▶ [GOAL 1] Reproduce the passage of the bouncing cubes post between "I will give" and "with lower speed.", inclusive.
▶ [GOAL 2] State only the number of lines in the listing that contain the string "banner", matching case.

▶ [EXCERPTED TEXT]
## START

Bouncing Cubes and π (3Blue1Brown)

Yesterday, I have noticed the wonderful video by 3Blue1Brown regarding bouncing cubes and the number \(\pi\). Here is the video, please watch it. The answer to the problem will be given on January 20th, 2019:

The problem can be stated as follows:

“You have two masses on a frictionless surface, where one mass is \(10^N\) times heavier than the lighter one. Initially the small mass \(m\) has no velocity and bigger mass \(M = 10^N m\) is pushed towards the lighter mass. The small mass \(m\) is between a wall and the heavy mass \(M\). Find the number of collisions between two masses. Collisions between masses and the wall are assumed to be perfectly elastic, that is no energy is lost during one collision.”

I will give a spoiler (actualy 3Blue1Brown already gave the answer): The number of collisions is proportional to \(\pi 10^{N/2} = \pi \sqrt{10^N}\)! This marvelous fact was alone enough to divert all my attention to investigate, why?

Let’s start from two billiard balls, one is moving towards the other. If the masses are the same, all momentum of the moving ball is transferred to the other ball:

If the moving ball is heavier than the stationary ball, small ball will move with higher velocity and both will move in the same direction:

If the moving ball is lighter than the stationary ball, lighter ball will move in the opposite way with lower speed.

## END

▶ [DATASET]

## START

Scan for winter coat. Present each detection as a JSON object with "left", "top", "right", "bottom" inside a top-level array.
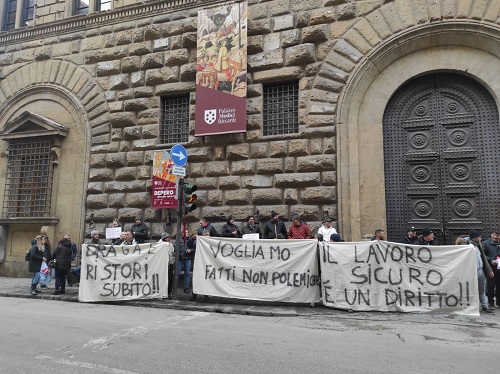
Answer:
[
  {"left": 241, "top": 223, "right": 262, "bottom": 238},
  {"left": 51, "top": 240, "right": 72, "bottom": 270},
  {"left": 179, "top": 243, "right": 196, "bottom": 260},
  {"left": 130, "top": 222, "right": 149, "bottom": 244},
  {"left": 263, "top": 219, "right": 288, "bottom": 239},
  {"left": 28, "top": 245, "right": 44, "bottom": 273},
  {"left": 481, "top": 238, "right": 500, "bottom": 264},
  {"left": 197, "top": 223, "right": 219, "bottom": 236},
  {"left": 220, "top": 221, "right": 241, "bottom": 238}
]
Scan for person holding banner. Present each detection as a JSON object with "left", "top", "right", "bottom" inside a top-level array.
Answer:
[
  {"left": 465, "top": 230, "right": 494, "bottom": 314},
  {"left": 221, "top": 215, "right": 241, "bottom": 238},
  {"left": 28, "top": 237, "right": 47, "bottom": 295},
  {"left": 318, "top": 216, "right": 337, "bottom": 242},
  {"left": 263, "top": 210, "right": 288, "bottom": 239},
  {"left": 130, "top": 217, "right": 149, "bottom": 244},
  {"left": 197, "top": 218, "right": 219, "bottom": 236},
  {"left": 481, "top": 230, "right": 500, "bottom": 308},
  {"left": 241, "top": 215, "right": 262, "bottom": 239},
  {"left": 417, "top": 227, "right": 434, "bottom": 245},
  {"left": 51, "top": 238, "right": 72, "bottom": 295},
  {"left": 158, "top": 232, "right": 175, "bottom": 298},
  {"left": 288, "top": 215, "right": 312, "bottom": 239}
]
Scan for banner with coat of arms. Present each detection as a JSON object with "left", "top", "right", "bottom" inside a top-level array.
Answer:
[{"left": 195, "top": 1, "right": 247, "bottom": 136}]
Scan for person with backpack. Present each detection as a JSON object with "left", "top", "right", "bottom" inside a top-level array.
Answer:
[
  {"left": 51, "top": 237, "right": 72, "bottom": 295},
  {"left": 28, "top": 236, "right": 47, "bottom": 295}
]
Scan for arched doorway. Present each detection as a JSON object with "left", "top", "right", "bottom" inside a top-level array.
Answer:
[{"left": 383, "top": 73, "right": 500, "bottom": 244}]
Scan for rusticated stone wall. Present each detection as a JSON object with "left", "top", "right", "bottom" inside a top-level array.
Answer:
[{"left": 0, "top": 0, "right": 500, "bottom": 266}]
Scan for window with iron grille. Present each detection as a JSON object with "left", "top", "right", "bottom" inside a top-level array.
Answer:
[
  {"left": 21, "top": 0, "right": 35, "bottom": 27},
  {"left": 95, "top": 0, "right": 111, "bottom": 11},
  {"left": 73, "top": 0, "right": 89, "bottom": 16},
  {"left": 2, "top": 0, "right": 17, "bottom": 31},
  {"left": 3, "top": 136, "right": 53, "bottom": 218},
  {"left": 263, "top": 82, "right": 299, "bottom": 135},
  {"left": 160, "top": 93, "right": 189, "bottom": 144}
]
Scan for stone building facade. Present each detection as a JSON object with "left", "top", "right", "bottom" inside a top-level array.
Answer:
[{"left": 0, "top": 0, "right": 500, "bottom": 276}]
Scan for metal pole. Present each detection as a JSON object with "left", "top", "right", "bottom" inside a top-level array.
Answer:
[{"left": 172, "top": 178, "right": 184, "bottom": 299}]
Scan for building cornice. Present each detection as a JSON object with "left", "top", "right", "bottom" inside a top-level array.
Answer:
[{"left": 0, "top": 0, "right": 223, "bottom": 46}]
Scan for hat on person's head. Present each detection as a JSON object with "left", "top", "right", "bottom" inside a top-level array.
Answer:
[
  {"left": 469, "top": 230, "right": 481, "bottom": 239},
  {"left": 422, "top": 227, "right": 432, "bottom": 236},
  {"left": 330, "top": 234, "right": 342, "bottom": 242}
]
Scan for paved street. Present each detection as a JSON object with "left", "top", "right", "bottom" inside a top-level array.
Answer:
[{"left": 0, "top": 297, "right": 500, "bottom": 374}]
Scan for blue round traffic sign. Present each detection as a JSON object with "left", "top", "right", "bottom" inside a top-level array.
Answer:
[{"left": 170, "top": 144, "right": 187, "bottom": 166}]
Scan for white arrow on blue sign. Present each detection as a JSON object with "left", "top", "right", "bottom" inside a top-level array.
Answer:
[{"left": 170, "top": 144, "right": 187, "bottom": 166}]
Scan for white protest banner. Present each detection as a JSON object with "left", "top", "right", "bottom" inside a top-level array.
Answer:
[
  {"left": 320, "top": 241, "right": 479, "bottom": 315},
  {"left": 78, "top": 243, "right": 172, "bottom": 302},
  {"left": 106, "top": 227, "right": 122, "bottom": 239},
  {"left": 193, "top": 236, "right": 320, "bottom": 303}
]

## END

▶ [TASK SOLUTION 1]
I will give a spoiler (actualy 3Blue1Brown already gave the answer): The number of collisions is proportional to \(\pi 10^{N/2} = \pi \sqrt{10^N}\)! This marvelous fact was alone enough to divert all my attention to investigate, why?

Let’s start from two billiard balls, one is moving towards the other. If the masses are the same, all momentum of the moving ball is transferred to the other ball:

If the moving ball is heavier than the stationary ball, small ball will move with higher velocity and both will move in the same direction:

If the moving ball is lighter than the stationary ball, lighter ball will move in the opposite way with lower speed.

▶ [TASK SOLUTION 2] 3